**WHAT YOU SHOULD DO**: Can you copy the data starting at the line containing "If any standing" and ending at the last line of the data, swapping "standing woman" for "standing figure" and leaving everything else unchanged?

**RECORDS FOR THIS EXERCISE**:
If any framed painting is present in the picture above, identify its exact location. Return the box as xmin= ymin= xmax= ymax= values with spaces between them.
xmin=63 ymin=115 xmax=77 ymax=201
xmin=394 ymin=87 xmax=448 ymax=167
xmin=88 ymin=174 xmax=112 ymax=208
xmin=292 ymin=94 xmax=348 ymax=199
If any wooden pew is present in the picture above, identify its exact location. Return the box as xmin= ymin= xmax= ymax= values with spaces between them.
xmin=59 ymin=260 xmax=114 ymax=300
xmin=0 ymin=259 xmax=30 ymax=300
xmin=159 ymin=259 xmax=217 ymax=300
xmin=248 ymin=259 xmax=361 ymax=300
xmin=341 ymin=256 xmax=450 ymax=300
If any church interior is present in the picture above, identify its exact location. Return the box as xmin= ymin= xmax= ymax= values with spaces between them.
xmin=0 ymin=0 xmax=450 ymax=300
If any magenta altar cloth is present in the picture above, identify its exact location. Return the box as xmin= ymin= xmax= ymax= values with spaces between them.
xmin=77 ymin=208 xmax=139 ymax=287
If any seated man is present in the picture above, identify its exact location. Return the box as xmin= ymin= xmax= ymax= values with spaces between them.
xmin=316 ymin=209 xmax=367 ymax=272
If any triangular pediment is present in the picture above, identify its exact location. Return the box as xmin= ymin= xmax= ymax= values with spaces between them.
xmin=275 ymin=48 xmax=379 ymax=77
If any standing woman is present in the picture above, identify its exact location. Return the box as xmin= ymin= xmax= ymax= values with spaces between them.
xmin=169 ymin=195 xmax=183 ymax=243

**ANSWER TO THE PROBLEM**:
If any standing figure is present in the picture above, identify its exact location. Return the box as xmin= ymin= xmax= ymax= values with spaces between them.
xmin=169 ymin=195 xmax=183 ymax=243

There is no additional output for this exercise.